Passage »
·····
In the end, he had to pay the price of “indefinite delays in application.” Merlin is virtually undocumented in the history of intelligent tutoring systems (see e.g., Nwana, 1990 ; Sleeman & Brown, 1982 ). The first intelligent tutoring system was created in 1970 by Jaime R. Carbonell. Had Newell gone with the “immediate payoff” route of automization, he might have been credited with creating the first intelligent tutoring system.

In 1966, slightly before Newell began working on Merlin, Simon ( 1967 ) coined the term “learning engineering” (Willcox et al., 2016 ) in an address titled “The Job of a College President”:

The learning engineers would have several responsibilities. The most important is that, working in collaboration with members of the faculty whose interest they can excite, they design and redesign learning experiences in particular disciplines. (p. 77)
·····
Exercise material »
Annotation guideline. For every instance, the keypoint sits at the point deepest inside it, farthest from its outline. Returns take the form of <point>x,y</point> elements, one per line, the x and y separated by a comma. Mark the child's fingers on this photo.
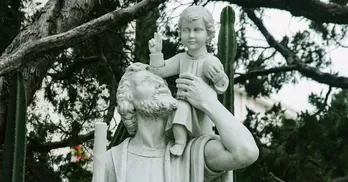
<point>216,69</point>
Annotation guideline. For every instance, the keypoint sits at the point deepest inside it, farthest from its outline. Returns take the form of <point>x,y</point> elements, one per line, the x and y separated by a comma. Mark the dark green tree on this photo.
<point>75,65</point>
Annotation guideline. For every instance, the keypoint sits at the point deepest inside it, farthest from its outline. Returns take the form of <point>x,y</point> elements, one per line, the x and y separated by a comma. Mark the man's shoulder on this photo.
<point>212,59</point>
<point>118,148</point>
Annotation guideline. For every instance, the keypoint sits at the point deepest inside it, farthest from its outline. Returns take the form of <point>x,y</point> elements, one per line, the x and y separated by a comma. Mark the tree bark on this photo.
<point>34,50</point>
<point>57,16</point>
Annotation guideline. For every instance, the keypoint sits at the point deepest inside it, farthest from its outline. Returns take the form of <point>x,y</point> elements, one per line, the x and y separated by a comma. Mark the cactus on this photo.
<point>227,50</point>
<point>15,137</point>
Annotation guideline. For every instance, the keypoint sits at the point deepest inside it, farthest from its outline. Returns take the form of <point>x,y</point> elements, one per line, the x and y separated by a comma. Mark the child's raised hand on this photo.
<point>155,44</point>
<point>216,75</point>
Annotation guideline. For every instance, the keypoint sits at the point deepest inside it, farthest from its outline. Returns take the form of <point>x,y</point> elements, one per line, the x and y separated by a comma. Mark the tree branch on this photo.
<point>340,179</point>
<point>15,59</point>
<point>46,147</point>
<point>291,59</point>
<point>312,9</point>
<point>254,73</point>
<point>74,66</point>
<point>275,177</point>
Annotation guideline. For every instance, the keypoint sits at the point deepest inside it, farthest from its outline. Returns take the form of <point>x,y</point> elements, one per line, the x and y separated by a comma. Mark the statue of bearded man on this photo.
<point>145,103</point>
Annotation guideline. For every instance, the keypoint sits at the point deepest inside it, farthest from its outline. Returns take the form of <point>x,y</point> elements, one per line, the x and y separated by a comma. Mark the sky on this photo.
<point>281,23</point>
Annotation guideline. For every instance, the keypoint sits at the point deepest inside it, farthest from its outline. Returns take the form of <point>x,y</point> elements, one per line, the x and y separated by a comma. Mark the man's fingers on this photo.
<point>183,81</point>
<point>183,87</point>
<point>182,94</point>
<point>216,69</point>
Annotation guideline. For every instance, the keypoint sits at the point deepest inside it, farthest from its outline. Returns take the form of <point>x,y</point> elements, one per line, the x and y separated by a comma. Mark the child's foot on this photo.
<point>177,149</point>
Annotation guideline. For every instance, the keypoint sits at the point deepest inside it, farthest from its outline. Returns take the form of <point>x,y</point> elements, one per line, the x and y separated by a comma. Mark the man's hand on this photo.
<point>194,90</point>
<point>155,44</point>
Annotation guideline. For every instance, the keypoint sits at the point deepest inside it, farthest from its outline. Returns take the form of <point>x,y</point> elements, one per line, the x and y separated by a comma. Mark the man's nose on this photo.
<point>192,34</point>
·····
Short problem 1 » Print the passage on Merlin and learning engineering word for word.
Short problem 2 » Output everything in the listing from the line containing "cactus on this photo." down to the line containing "<point>15,137</point>", both included, and nothing else.

Result 1 »
In the end, he had to pay the price of “indefinite delays in application.” Merlin is virtually undocumented in the history of intelligent tutoring systems (see e.g., Nwana, 1990 ; Sleeman & Brown, 1982 ). The first intelligent tutoring system was created in 1970 by Jaime R. Carbonell. Had Newell gone with the “immediate payoff” route of automization, he might have been credited with creating the first intelligent tutoring system.

In 1966, slightly before Newell began working on Merlin, Simon ( 1967 ) coined the term “learning engineering” (Willcox et al., 2016 ) in an address titled “The Job of a College President”:

The learning engineers would have several responsibilities. The most important is that, working in collaboration with members of the faculty whose interest they can excite, they design and redesign learning experiences in particular disciplines. (p. 77)

Result 2 »
Annotation guideline. For every instance, the keypoint sits at the point deepest inside it, farthest from its outline. Returns take the form of <point>x,y</point> elements, one per line, the x and y separated by a comma. Mark the cactus on this photo.
<point>227,50</point>
<point>15,137</point>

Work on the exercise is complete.